Reading passage Block Start
Maladaptive couple processes are a core feature of couples in distress and are among the best predictors of marital decline (Gottman, Coan, Carrera, & Swanson, 1998; Lebow, Chambers, Christensen, & Johnson, 2012). The likelihood of therapeutic success is maximized when the therapist and the couple focus on this pathological dance, in which the emotional music generally matters more than the words.
The noted couple therapist and researcher Susan Johnson put it this way: “The novice therapist has to learn not to get lost in the pragmatic issues and the content of interactions, but to focus instead on the process of interaction, and how inner experience evolves in that interaction” (2008, p. 129). Virtually all experienced couple therapists agree (Nielsen, 2017a). According to this view, much couple behavior is an emergent property of individual interactions, where what emerges is more than the sum of the individual contributions.
Over many years working with couples (Nielsen, 2016, 2017a, 2017b, 2019a), I’ve found that certain metaphors are effective and memorable in clarifying and normalizing the experience of couple distress. By likening events in therapy to other, more familiar, experiences, I am able to build an alliance in a setting that otherwise might seem distressingly foreign and threatening.
Metaphor: Lessons
Early in therapy, I often compare conjoint couple sessions to taking lessons in music, sports or dance. I say, “If you are learning piano, tennis, or ballroom dancing, it’s not sufficient for you to tell your teacher or coach what you do. He or she has to see you do it, in order to help you improve.” For this reason, having couples talk to each other while I observe and try to help is the starting point for repairing and strengthening their relationships. I refer to this as Couple Therapy 1.0.
Reading passage Block End
Raw data Block Start
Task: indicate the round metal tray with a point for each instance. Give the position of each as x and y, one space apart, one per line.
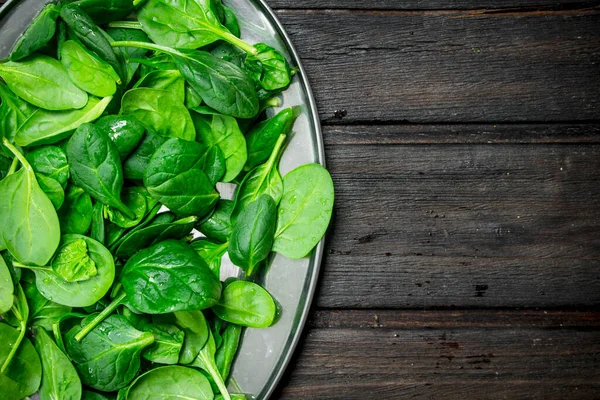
264 353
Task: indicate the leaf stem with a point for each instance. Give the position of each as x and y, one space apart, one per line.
101 317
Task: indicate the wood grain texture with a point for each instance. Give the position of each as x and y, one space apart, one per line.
471 225
425 355
452 66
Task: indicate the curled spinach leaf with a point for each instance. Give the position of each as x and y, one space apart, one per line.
305 210
38 34
159 110
175 178
253 233
167 277
96 166
30 227
247 304
59 377
108 358
43 82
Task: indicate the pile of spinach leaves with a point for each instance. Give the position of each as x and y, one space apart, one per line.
118 119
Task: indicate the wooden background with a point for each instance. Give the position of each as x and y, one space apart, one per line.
464 259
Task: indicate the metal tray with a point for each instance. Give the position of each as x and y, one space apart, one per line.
264 353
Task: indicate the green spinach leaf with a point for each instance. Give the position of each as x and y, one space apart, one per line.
43 82
167 277
59 377
247 304
108 358
253 233
96 166
305 210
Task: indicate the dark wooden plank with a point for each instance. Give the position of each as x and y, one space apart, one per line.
427 4
450 66
421 355
472 225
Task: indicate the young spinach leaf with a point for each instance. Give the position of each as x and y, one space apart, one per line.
59 377
223 132
305 210
167 277
38 34
96 166
263 137
247 304
30 227
43 82
125 132
161 111
264 179
86 71
24 374
7 287
108 358
82 293
75 215
50 161
175 178
159 383
218 225
47 127
252 235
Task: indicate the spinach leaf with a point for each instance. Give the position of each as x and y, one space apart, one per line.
47 127
218 226
105 11
263 137
24 374
50 161
228 349
92 37
206 361
167 277
30 227
43 82
264 179
14 112
38 34
135 166
108 358
128 54
75 215
86 71
53 190
153 233
170 382
247 304
175 178
223 132
305 210
42 312
275 73
186 24
125 132
82 293
59 377
96 166
159 110
196 331
253 233
73 263
135 200
169 80
211 253
6 287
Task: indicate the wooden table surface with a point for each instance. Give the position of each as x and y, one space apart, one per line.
464 141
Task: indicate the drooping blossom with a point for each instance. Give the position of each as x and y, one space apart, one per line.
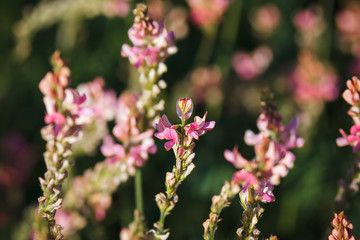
70 221
113 8
166 131
128 132
101 108
312 80
342 228
206 13
182 142
152 43
250 65
199 127
272 144
257 177
351 96
310 25
65 117
265 19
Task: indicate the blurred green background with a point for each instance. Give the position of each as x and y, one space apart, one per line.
305 198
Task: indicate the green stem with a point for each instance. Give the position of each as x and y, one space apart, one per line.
328 6
138 192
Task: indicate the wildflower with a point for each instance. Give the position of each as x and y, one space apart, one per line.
199 127
343 229
184 108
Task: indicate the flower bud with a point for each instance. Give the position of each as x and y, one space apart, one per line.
184 108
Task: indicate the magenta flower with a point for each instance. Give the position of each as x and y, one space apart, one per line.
236 158
353 139
184 108
351 95
152 43
265 194
248 178
113 152
199 127
166 131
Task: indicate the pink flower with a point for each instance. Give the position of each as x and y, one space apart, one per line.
184 108
351 95
113 152
248 178
353 139
152 43
166 131
265 194
205 13
312 80
199 127
289 136
306 20
236 158
169 134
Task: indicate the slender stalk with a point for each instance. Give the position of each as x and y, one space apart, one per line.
328 6
138 192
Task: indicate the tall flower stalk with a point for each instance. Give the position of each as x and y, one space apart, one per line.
256 179
64 117
152 44
350 185
181 139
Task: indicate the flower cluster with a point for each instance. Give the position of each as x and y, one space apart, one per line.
136 144
351 96
258 177
349 186
93 190
64 118
343 229
181 139
312 80
205 13
310 24
152 45
102 104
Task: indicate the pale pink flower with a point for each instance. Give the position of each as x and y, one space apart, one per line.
205 13
199 127
353 139
113 152
152 43
264 193
306 20
245 177
168 134
116 8
312 80
236 158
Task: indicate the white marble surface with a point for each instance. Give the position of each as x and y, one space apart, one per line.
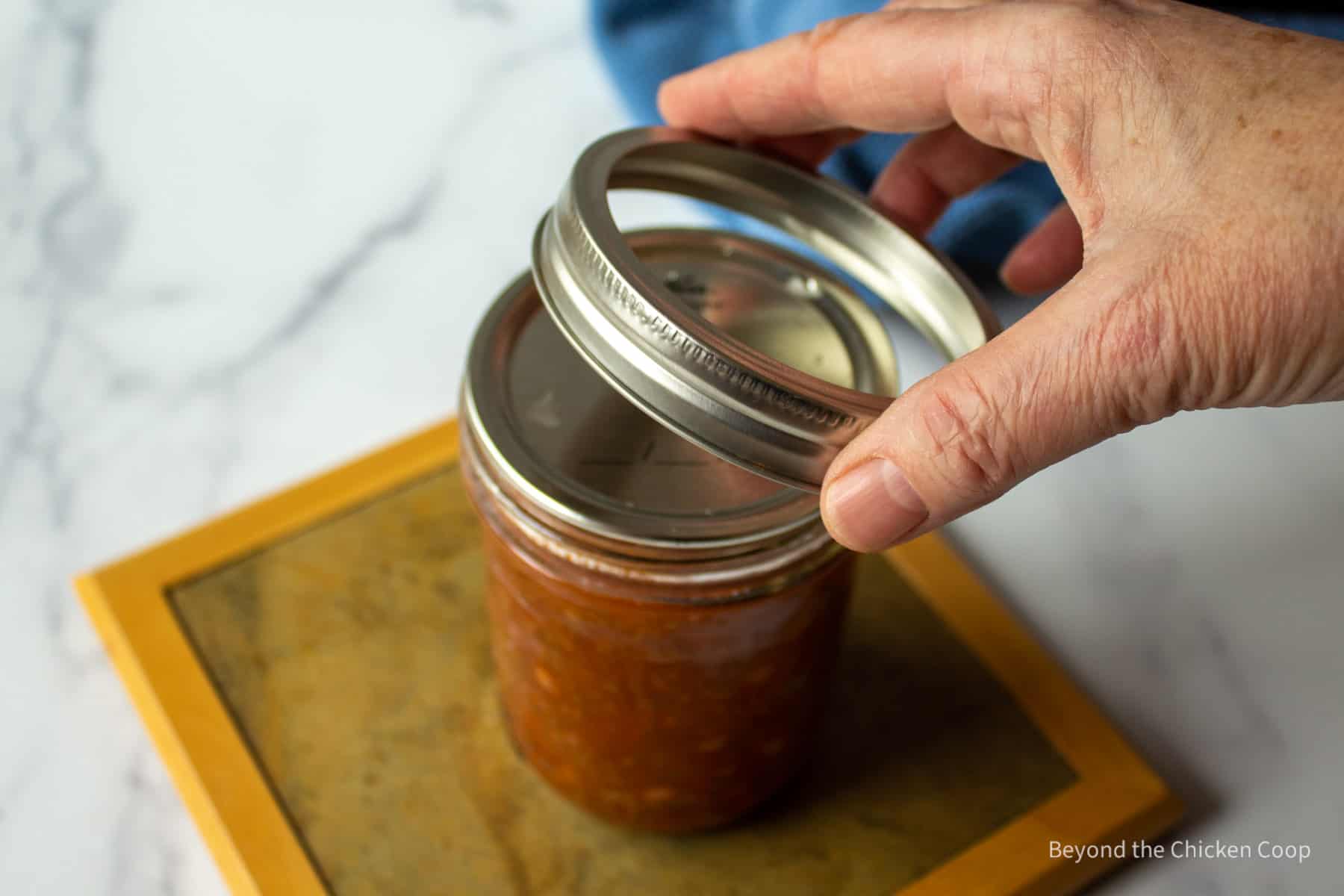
246 240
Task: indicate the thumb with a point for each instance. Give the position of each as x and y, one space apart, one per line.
1062 379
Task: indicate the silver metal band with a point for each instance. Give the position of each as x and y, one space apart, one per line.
732 401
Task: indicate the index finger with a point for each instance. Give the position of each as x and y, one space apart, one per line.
897 70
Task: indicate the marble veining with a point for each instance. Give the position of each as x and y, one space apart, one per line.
246 240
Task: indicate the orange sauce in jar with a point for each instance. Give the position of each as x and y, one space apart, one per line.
665 625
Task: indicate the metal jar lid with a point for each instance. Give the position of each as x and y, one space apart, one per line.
556 442
746 405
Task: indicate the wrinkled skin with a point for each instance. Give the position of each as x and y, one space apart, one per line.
1198 260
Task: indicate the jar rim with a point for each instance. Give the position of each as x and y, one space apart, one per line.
737 520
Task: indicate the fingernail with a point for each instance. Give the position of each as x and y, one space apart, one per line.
873 507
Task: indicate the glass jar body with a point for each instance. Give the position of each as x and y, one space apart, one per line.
663 703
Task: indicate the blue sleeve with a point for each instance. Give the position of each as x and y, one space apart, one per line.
643 42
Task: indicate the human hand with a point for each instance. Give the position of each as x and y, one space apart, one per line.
1202 240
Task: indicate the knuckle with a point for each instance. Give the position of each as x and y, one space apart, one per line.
824 67
967 438
1140 356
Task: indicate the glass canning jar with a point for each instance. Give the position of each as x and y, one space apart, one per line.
665 623
647 420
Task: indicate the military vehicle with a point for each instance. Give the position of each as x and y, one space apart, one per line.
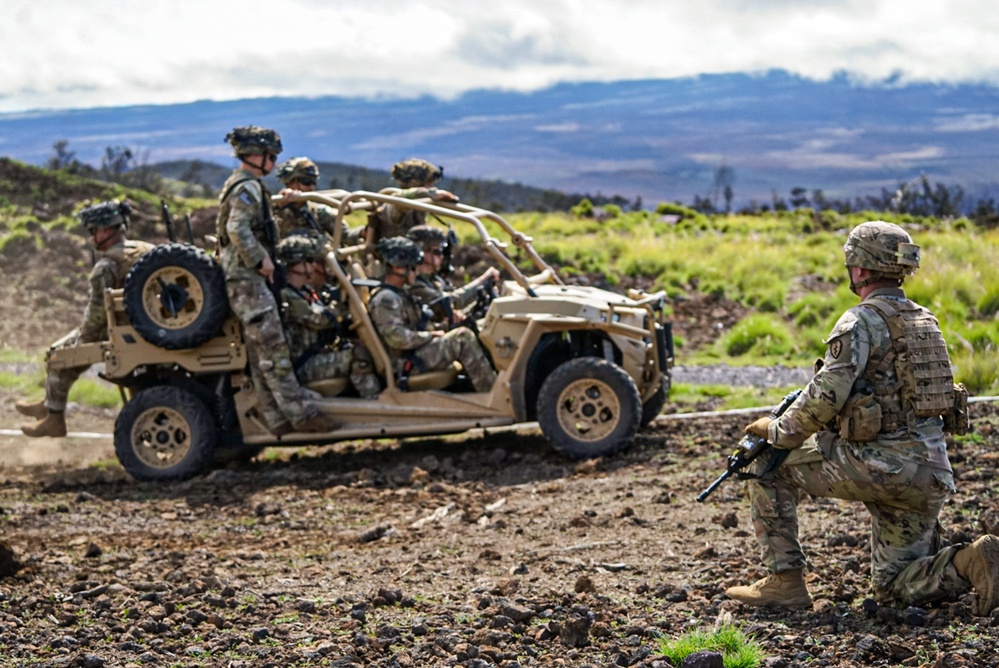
591 366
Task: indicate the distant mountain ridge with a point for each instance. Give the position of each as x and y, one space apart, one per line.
660 140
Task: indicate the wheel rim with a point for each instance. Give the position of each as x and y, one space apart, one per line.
588 410
172 297
161 437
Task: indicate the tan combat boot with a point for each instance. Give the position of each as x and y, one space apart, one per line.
786 589
978 563
35 409
53 424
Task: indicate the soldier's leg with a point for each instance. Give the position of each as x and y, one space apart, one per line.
254 305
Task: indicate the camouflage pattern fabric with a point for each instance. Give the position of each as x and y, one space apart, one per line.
903 477
242 226
108 273
314 220
430 287
397 317
270 358
310 327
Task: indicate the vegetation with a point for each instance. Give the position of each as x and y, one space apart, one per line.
737 649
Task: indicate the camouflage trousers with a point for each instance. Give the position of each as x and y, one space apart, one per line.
280 397
58 382
351 362
458 345
903 497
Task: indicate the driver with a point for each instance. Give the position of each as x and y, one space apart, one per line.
400 322
430 286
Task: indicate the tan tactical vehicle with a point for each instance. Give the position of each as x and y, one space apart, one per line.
591 366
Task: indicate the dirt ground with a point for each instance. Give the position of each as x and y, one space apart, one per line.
486 550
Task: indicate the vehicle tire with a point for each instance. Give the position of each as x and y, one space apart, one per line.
589 407
175 296
165 433
654 406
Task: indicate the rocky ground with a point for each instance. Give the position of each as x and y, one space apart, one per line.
484 551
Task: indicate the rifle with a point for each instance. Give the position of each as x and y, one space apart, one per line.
749 449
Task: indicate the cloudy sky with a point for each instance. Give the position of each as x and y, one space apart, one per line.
81 54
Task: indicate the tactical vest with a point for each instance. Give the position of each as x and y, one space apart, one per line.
913 379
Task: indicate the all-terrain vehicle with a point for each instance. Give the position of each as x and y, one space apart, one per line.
590 366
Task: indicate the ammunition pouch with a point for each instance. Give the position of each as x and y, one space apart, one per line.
860 419
957 420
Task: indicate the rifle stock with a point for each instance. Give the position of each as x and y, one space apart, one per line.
749 449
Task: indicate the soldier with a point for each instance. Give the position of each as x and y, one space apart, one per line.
430 286
888 450
300 175
418 179
317 352
247 236
106 223
399 320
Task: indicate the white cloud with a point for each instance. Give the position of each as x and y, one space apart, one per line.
69 54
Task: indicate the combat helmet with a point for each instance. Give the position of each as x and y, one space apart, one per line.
416 172
105 214
251 140
297 248
400 252
427 237
297 169
884 248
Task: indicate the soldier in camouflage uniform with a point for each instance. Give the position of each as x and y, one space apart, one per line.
317 352
430 287
865 430
247 237
400 321
300 175
418 179
106 223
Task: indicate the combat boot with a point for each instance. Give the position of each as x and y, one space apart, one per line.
978 563
53 424
35 409
317 423
786 589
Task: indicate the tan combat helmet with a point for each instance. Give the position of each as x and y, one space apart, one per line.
105 214
416 172
254 140
298 169
884 248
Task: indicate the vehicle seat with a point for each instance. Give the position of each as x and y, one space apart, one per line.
329 387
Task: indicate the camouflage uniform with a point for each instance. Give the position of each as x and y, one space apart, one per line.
902 474
108 274
246 235
311 330
398 318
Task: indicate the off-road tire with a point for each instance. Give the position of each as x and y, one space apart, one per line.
589 407
654 406
175 297
165 433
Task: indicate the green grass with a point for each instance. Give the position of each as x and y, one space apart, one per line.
738 650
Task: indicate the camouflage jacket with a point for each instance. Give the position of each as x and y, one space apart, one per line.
860 336
309 325
314 220
108 274
429 287
397 317
243 226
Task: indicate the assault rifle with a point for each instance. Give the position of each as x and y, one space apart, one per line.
749 449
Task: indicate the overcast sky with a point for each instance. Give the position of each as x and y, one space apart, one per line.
89 53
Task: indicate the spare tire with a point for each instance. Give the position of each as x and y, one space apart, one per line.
175 296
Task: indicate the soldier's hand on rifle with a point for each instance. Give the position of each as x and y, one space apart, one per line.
266 268
759 427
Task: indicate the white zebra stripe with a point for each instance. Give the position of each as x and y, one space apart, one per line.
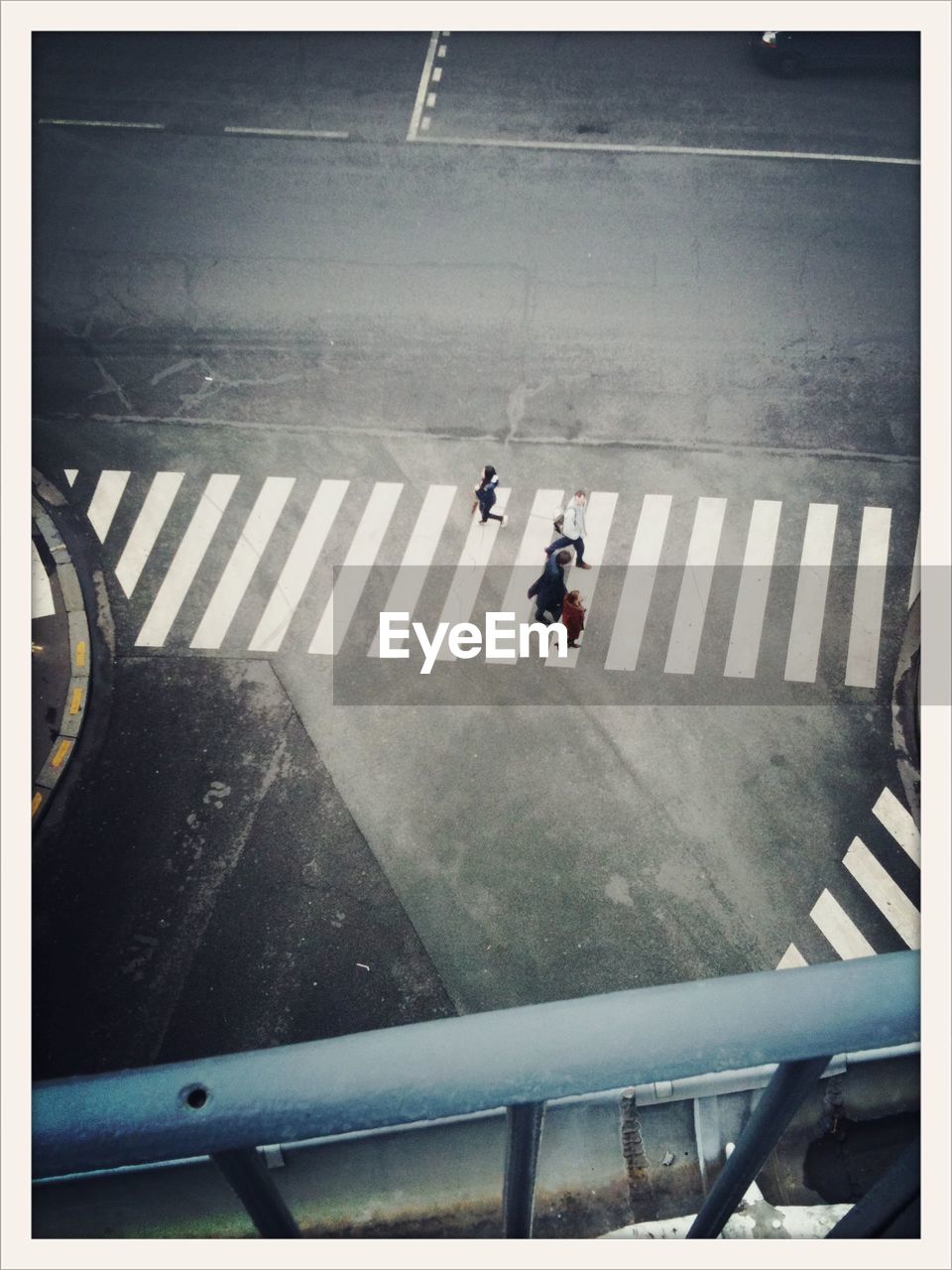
Raw data Block End
#### [Actions to take]
1. Answer these about the couple therapy passage, one line each:
(a) Maladaptive couple processes are among the best predictors of what?
(b) Which couple therapist and researcher is quoted on what the novice therapist has to learn?
(c) What does the author call having couples talk to each other while the therapist observes and tries to help?
2. From the couple therapy passage, return everything from "Over many years" down to "foreign and threatening.", copied word for word.
3. Extend the couple therapy passage, beginning after its final sentence.

#### [Your written answers]
1.
(a) Marital decline.
(b) Susan Johnson.
(c) Couple Therapy 1.0.

2.
Over many years working with couples (Nielsen, 2016, 2017a, 2017b, 2019a), I’ve found that certain metaphors are effective and memorable in clarifying and normalizing the experience of couple distress. By likening events in therapy to other, more familiar, experiences, I am able to build an alliance in a setting that otherwise might seem distressingly foreign and threatening.

3.
After couples are talking to each other, the next crucial step is to focus on their maladaptive dance. All schools of couple therapy do this, though in different ways. The key is not to get bogged down in weekly discussions of “the problem du jour.” In most cases, problem solving will have to wait until the process improves.
While this focus makes logical sense to most clients, many have trouble with the idea that a “system” has “emergent properties” (here, destructive and amplifying ones) that can’t be blamed entirely on one person. The following metaphors can help clients grasp the systemic nature of their problems.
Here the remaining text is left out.